▶ Exercise directions: Would you transcribe the listing that follows, character for character, and omit its images?

▶ Records provided:
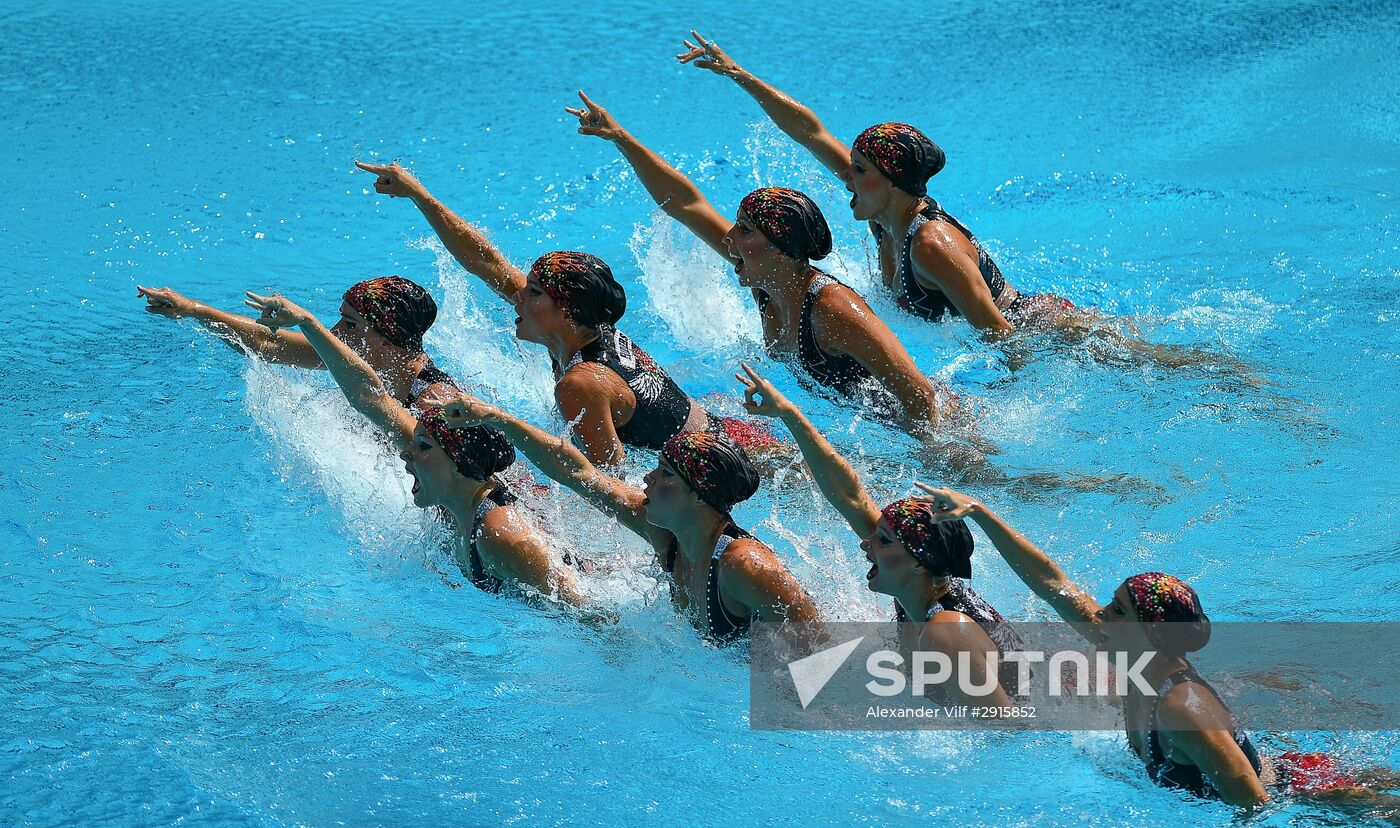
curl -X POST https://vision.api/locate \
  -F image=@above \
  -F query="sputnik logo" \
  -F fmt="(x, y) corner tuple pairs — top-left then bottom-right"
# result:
(788, 636), (865, 710)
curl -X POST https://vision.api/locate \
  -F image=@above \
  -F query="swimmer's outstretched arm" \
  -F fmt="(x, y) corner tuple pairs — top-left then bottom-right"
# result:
(676, 29), (851, 175)
(916, 483), (1102, 633)
(136, 284), (322, 368)
(354, 161), (525, 301)
(245, 293), (417, 451)
(423, 388), (659, 541)
(735, 363), (879, 538)
(564, 92), (734, 262)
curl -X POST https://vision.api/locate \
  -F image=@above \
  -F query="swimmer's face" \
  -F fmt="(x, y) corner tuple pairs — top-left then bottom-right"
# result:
(330, 301), (389, 360)
(861, 517), (928, 595)
(1095, 581), (1154, 653)
(643, 460), (700, 528)
(724, 210), (783, 287)
(399, 425), (465, 509)
(511, 276), (568, 342)
(841, 150), (895, 221)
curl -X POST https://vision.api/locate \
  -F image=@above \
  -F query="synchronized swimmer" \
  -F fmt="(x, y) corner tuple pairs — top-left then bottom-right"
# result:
(137, 32), (1373, 806)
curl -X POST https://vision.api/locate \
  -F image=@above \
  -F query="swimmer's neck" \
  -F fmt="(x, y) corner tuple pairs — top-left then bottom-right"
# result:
(755, 256), (818, 317)
(874, 188), (924, 240)
(671, 506), (729, 566)
(364, 345), (428, 401)
(540, 325), (598, 368)
(442, 478), (496, 537)
(1126, 651), (1191, 699)
(895, 577), (952, 623)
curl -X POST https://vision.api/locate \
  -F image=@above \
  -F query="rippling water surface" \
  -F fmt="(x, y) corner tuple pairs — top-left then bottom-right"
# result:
(0, 0), (1400, 825)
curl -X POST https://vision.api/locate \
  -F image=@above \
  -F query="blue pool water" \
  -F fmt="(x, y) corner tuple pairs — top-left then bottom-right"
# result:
(0, 0), (1400, 825)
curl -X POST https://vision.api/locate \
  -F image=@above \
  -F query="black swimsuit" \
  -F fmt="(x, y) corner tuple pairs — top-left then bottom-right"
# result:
(895, 579), (1026, 698)
(756, 270), (876, 396)
(875, 199), (1018, 321)
(466, 486), (515, 593)
(1147, 667), (1263, 799)
(662, 523), (753, 646)
(409, 359), (461, 408)
(554, 325), (690, 451)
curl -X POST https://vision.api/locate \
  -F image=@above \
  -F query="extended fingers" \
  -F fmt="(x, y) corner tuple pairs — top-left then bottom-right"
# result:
(578, 90), (605, 115)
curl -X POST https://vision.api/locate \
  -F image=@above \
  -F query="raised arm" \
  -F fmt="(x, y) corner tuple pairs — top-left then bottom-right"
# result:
(676, 29), (851, 175)
(136, 284), (322, 368)
(812, 289), (939, 427)
(917, 483), (1100, 625)
(735, 363), (879, 538)
(564, 92), (734, 262)
(246, 293), (417, 450)
(354, 161), (525, 301)
(423, 388), (655, 541)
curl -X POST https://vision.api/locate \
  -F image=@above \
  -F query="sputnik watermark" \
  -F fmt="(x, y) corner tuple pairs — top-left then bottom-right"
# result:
(868, 650), (1156, 698)
(749, 622), (1400, 731)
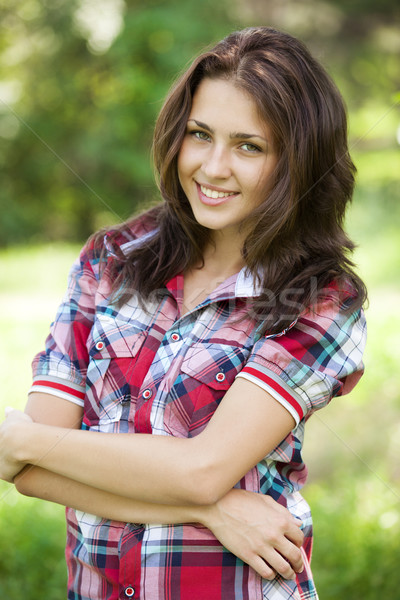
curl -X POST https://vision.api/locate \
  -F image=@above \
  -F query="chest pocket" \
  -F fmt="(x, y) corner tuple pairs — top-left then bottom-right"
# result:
(83, 315), (146, 432)
(164, 344), (247, 437)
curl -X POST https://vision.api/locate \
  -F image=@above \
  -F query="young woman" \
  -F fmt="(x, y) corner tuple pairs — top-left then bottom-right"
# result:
(0, 27), (366, 600)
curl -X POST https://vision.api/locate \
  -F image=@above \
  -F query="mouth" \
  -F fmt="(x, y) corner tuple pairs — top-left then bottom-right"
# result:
(196, 181), (238, 206)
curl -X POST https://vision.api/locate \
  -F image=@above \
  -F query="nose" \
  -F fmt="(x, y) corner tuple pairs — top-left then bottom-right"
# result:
(201, 145), (232, 181)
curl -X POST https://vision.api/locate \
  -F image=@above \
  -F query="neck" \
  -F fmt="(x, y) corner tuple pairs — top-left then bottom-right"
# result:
(199, 234), (245, 279)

▶ Expected output:
curl -X POST https://vision.api/locate \
  -F image=@above \
  -F query="sputnik logo" \
  -F fmt="(x, y) corner tuple pairs — top-left then bottom-right"
# result:
(788, 636), (865, 710)
curl -X POST https://vision.api/locate \
  -F image=@above \
  -F query="swimmer's outstretched arm" \
  -F fmt="(x, y) corner tuple pairs — top-left then bottom-right"
# result:
(676, 29), (851, 175)
(916, 483), (1102, 633)
(136, 284), (322, 368)
(354, 161), (525, 301)
(245, 293), (417, 451)
(423, 388), (659, 541)
(735, 363), (879, 538)
(564, 92), (734, 262)
curl -X POST https://vision.api/locate \
  -F image=@above \
  -F query="swimmer's face" \
  -F fmt="(x, y) corner tuple pairs — top-left then bottom-right"
# result:
(330, 301), (389, 360)
(861, 517), (928, 595)
(1095, 581), (1154, 653)
(643, 460), (700, 528)
(724, 210), (783, 287)
(399, 425), (465, 509)
(511, 276), (568, 342)
(841, 150), (895, 221)
curl -X POST https://vision.api/locate \
  -F image=@above \
  -F query="synchronized swimmer" \
  -F fmt="(x, y) corner tuple pairs — top-left then bottom-right"
# result:
(137, 32), (1373, 806)
curl -X POST https://vision.api/locate \
  -F image=@above \
  -F query="swimmer's neck" \
  -F fmt="(x, y) corner tuple pairs — top-left then bottom-right"
# result:
(755, 256), (818, 317)
(874, 188), (924, 240)
(671, 506), (729, 566)
(364, 345), (428, 401)
(540, 325), (598, 368)
(442, 478), (496, 537)
(1126, 651), (1191, 699)
(895, 577), (952, 623)
curl -X POST https://vision.api/locate \
  -F image=@above \
  -F query="rippling water surface" \
  -F fmt="(x, y) corner tuple pairs — top-left then bottom-right"
# result:
(0, 0), (1400, 825)
curl -X POST https://vision.api/locate \
  -F image=@above \
  -F query="blue pool water" \
  -F fmt="(x, y) corner tuple pairs — top-left then bottom-right"
# result:
(0, 0), (1400, 825)
curl -X POST https://vision.api/locate \
  -F image=@above \
  -F query="black swimsuit" \
  -F fmt="(x, y) corner tuple pairs — top-left then bottom-right"
# result:
(895, 579), (1026, 698)
(756, 270), (876, 396)
(875, 199), (1018, 321)
(466, 486), (515, 593)
(1147, 667), (1263, 799)
(662, 523), (753, 646)
(409, 359), (461, 408)
(554, 325), (690, 451)
curl -X POST https://vision.api/locate \
  -F image=@above \
  -F query="extended fingers" \
  -F fmt="(x, y) corner tuple pairs — top-left then bottom-right"
# result:
(578, 90), (605, 115)
curl -X POST https://vision.api/locate \
  -F image=@above \
  -F query="raised arm" \
  -F fmt="(x, y) corner tuple pairs — top-left then bottom-right"
# result:
(676, 29), (851, 175)
(136, 284), (322, 368)
(812, 289), (939, 427)
(917, 483), (1100, 625)
(735, 363), (879, 538)
(564, 92), (734, 262)
(246, 293), (417, 450)
(354, 161), (525, 301)
(423, 388), (655, 541)
curl -X POST https://vision.api/locate \
  -F image=@above \
  -F query="sputnik watermark" \
  -F fmt="(x, y) corner tuple pairs — top-left then bottom-right"
# result:
(868, 650), (1156, 698)
(749, 622), (1400, 731)
curl -X POST https://vision.api/locate \
  -F image=@above \
  -F query="chest pocket" \
  -F fmt="(x, y) corner tuple pairs — top-left then bottom-right"
# result:
(83, 315), (146, 432)
(164, 344), (247, 437)
curl -X POST https://vision.api/locate \
  -F image=@above \
  -F query="young woman" \
  -F fmt="(x, y) corner tuple pairs — top-left then bottom-right"
# result:
(0, 27), (366, 600)
curl -X POST https://vision.api/locate \
  -F image=@above \
  -F query="mouth" \
  -F fmt="(x, y) corner tuple pairs — top-left then bottom-right"
# result:
(196, 181), (238, 206)
curl -X POST https://vision.api/locate \
  -F image=@above \
  -F query="nose" \
  -F fmt="(x, y) corner tuple pairs — top-left then bottom-right"
# result:
(201, 145), (232, 181)
curl -X POST https://vision.api/locate \
  -F image=@above \
  -F query="neck" \
  -F fmt="(x, y) corner tuple pairs — top-left then bottom-right"
# result:
(199, 234), (245, 279)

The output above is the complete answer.